# DATA FOR PROCESSING:
++++++++++++++++++++

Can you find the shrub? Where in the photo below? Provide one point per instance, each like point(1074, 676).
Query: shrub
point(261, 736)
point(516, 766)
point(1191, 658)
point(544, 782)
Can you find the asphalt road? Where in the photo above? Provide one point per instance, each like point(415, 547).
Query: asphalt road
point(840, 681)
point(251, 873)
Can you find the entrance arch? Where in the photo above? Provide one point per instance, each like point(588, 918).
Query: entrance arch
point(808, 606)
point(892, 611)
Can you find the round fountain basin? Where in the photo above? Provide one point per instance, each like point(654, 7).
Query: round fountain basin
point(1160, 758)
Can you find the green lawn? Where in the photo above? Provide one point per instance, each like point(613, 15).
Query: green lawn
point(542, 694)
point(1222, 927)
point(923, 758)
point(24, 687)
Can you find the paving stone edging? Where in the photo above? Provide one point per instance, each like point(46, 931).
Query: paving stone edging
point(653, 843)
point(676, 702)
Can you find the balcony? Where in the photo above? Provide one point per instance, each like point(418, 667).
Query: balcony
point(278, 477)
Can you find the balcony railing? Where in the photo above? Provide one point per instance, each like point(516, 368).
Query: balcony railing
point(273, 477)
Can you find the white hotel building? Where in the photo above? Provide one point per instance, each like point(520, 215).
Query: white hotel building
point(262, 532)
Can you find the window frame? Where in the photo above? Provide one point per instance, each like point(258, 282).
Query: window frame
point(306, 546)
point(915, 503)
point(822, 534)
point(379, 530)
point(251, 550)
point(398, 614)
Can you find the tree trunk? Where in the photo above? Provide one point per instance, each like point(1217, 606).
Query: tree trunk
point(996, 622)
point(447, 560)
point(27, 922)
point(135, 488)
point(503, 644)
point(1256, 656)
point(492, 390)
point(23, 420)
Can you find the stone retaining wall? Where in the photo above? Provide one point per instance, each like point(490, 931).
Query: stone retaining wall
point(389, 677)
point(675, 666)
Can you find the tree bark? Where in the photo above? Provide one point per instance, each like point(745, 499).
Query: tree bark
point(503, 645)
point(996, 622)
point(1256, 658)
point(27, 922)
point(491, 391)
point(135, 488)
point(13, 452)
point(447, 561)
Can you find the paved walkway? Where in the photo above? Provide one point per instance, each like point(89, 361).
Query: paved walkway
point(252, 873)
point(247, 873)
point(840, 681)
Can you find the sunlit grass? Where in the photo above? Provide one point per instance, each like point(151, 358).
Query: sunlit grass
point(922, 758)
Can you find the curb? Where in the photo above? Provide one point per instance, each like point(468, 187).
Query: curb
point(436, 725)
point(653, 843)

++++++++++++++++++++

# EXERCISE DESCRIPTION:
Make an exact copy of each line, beginning at the one containing "Query: stone retaining wall" and ending with the last line of the data, and of no other line.

# RESULT FOR THIS TASK:
Query: stone retaining wall
point(389, 677)
point(675, 666)
Can you find the tree bark? Where in the photo above? Provide one point per instance, each like point(745, 499).
Query: tree bark
point(503, 645)
point(996, 622)
point(1256, 658)
point(27, 922)
point(491, 391)
point(135, 488)
point(13, 452)
point(447, 561)
Can you find the paved walkway? Where in the photo above? Provide one point per instance, each like point(89, 361).
Query: paved walkway
point(252, 873)
point(247, 873)
point(840, 681)
Can you find the sunlit grass? Where in the photo above? Provide one point per instance, each like point(151, 358).
Query: sunlit grass
point(922, 758)
Can you find the curb? Where in the photo above? Provide one point per instance, each like point(468, 187).
Query: curb
point(436, 725)
point(653, 843)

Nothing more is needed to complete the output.